• STATED GOAL:
Rewrite the entries from the line with "Target: branch" through the end of the entries, changing "instance" to "occurrence" and keeping everything else the same. Do not include the pictures.

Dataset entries
--- Begin ---

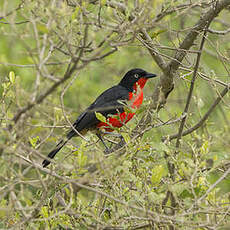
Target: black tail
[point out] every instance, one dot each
(52, 154)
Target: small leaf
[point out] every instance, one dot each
(126, 137)
(157, 173)
(100, 117)
(12, 77)
(34, 141)
(103, 2)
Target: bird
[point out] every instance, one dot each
(111, 104)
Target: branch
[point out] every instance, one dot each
(203, 119)
(167, 80)
(191, 89)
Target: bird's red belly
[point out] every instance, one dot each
(118, 120)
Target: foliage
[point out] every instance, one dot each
(56, 57)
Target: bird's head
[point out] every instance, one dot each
(135, 77)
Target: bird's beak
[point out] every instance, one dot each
(150, 75)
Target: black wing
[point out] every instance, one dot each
(109, 102)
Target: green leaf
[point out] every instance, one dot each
(126, 137)
(12, 77)
(34, 141)
(100, 117)
(103, 2)
(157, 173)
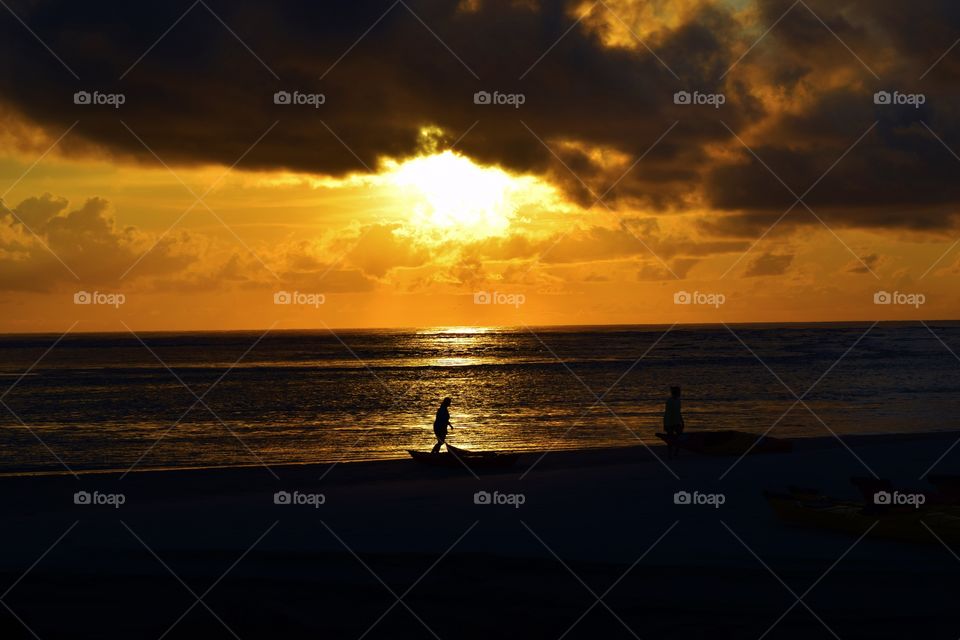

--- End ---

• ANSWER TO THE EXERCISE:
Target: branch
[point out] every occurrence, one dot each
(203, 119)
(167, 80)
(191, 89)
Target: bird's red belly
[point out] every occurrence, one dot each
(118, 120)
Target: foliage
[point out] every occurrence, one dot each
(56, 57)
Target: bird's head
[point out] every occurrence, one dot each
(135, 77)
Target: bird's beak
[point out] every occurrence, one dot each
(150, 75)
Target: black wing
[point out] every occurrence, one dot each
(109, 102)
Target: green leaf
[point out] every occurrence, one dot each
(126, 137)
(12, 77)
(34, 141)
(100, 117)
(103, 2)
(157, 173)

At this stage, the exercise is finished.